Selected excerpt =
● ● ● ● ● ● ●

In Advance Care Directives you are able to include Values Directives and Instructional Directives to provide your Medical Treatment Decision Maker with guidelines on what you would like to happen should you lose capacity and are unable to make medical decisions on your own.
An Instructional directive should only be completed if you know exactly what you want, or don’t want, in the future in respect to medical treatment.
An instructional directive is a statement of your medical treatment decision and takes effect as if you had consented to, or refused, the medical treatment.
The instructional directive will include things such as whether you agree to any of the following:
- Cardiopulmonary resuscitation;
- Assisted ventilation;
- Artificial hydration;
- Artificial nutrition; and/or
Your answer may differ depending on the situation and whether you are:
- in the terminal phase of an incurable illness
- permanently unconscious
- in a persistent vegetative state
- seriously ill or injured that you are unlikely to recover to the extent that you can live without the use of life-sustaining measures.

● ● ● ● ● ● ●

Referring expression data =
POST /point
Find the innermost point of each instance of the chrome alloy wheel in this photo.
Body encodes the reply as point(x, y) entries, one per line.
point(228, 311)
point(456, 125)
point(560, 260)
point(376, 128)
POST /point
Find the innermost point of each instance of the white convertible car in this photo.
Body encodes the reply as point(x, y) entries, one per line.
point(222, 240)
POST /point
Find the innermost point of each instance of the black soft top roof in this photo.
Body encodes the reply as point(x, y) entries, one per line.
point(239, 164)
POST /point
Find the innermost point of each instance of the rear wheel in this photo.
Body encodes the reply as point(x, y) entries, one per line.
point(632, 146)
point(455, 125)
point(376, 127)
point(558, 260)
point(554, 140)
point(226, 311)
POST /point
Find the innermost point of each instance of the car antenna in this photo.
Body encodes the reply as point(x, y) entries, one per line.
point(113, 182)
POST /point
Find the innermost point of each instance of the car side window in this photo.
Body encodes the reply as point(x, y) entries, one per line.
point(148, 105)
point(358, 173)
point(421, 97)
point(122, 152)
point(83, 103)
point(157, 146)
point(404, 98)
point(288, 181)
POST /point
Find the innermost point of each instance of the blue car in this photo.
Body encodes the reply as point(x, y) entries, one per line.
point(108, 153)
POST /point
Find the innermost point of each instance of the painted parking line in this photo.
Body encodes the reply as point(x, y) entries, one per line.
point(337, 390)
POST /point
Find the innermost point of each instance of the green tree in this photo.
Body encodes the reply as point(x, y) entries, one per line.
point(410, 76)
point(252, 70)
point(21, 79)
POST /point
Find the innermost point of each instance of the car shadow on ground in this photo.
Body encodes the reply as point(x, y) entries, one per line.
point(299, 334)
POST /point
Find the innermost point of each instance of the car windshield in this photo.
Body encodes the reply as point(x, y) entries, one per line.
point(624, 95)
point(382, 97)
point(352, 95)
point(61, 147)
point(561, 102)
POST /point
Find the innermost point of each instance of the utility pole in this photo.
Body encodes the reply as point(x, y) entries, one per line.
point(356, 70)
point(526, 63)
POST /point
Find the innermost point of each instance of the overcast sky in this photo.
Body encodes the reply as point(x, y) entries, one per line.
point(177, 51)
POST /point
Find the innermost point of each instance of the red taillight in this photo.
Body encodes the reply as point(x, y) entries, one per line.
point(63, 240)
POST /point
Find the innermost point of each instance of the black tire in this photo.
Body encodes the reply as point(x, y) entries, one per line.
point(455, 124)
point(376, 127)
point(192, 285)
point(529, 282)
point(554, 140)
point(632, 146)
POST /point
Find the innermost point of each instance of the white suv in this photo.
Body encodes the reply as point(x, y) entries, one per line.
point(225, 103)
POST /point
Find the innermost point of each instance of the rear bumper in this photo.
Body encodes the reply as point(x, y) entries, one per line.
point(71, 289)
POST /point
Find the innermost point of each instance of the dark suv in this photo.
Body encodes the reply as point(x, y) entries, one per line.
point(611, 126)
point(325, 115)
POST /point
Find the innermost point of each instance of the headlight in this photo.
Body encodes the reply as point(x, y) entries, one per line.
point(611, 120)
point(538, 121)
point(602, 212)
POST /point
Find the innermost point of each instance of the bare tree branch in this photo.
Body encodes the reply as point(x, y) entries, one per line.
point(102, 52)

● ● ● ● ● ● ●

Complete the following =
[A] Please answer these questions about the advance care directives text, one answer per line:
(i) Which two kinds of directives can Advance Care Directives include?
(ii) When should an instructional directive only be completed?
(iii) An instructional directive takes effect as if what had happened?
[B] Proceed with the advance care directives text, picking up right after its final sentence.

Results of the exercise =
[A]
(i) Values Directives and Instructional Directives
(ii) Only if you know exactly what you want, or don't want, in the future in respect to medical treatment
(iii) As if you had consented to, or refused, the medical treatment

[B]
Health practitioners need your consent before providing medical treatment. However, an illness or injury may mean that you do not have decision making capacity to make the decision. In this instance, your health practitioner must make reasonable efforts to find out whether you made an Advance Care Directive with a relevant instructional directive. If you have, the directive will need to be followed by the health practitioner.
As lawyers we do not have an understanding of the medical side of things, and you might not have an in-depth understanding of what the options are. Therefore, we strongly recommend you sit down with your GP and discuss your wishes in relation to the above. Once you have identified your wishes we can then draw up the document for you and include your medical preferences.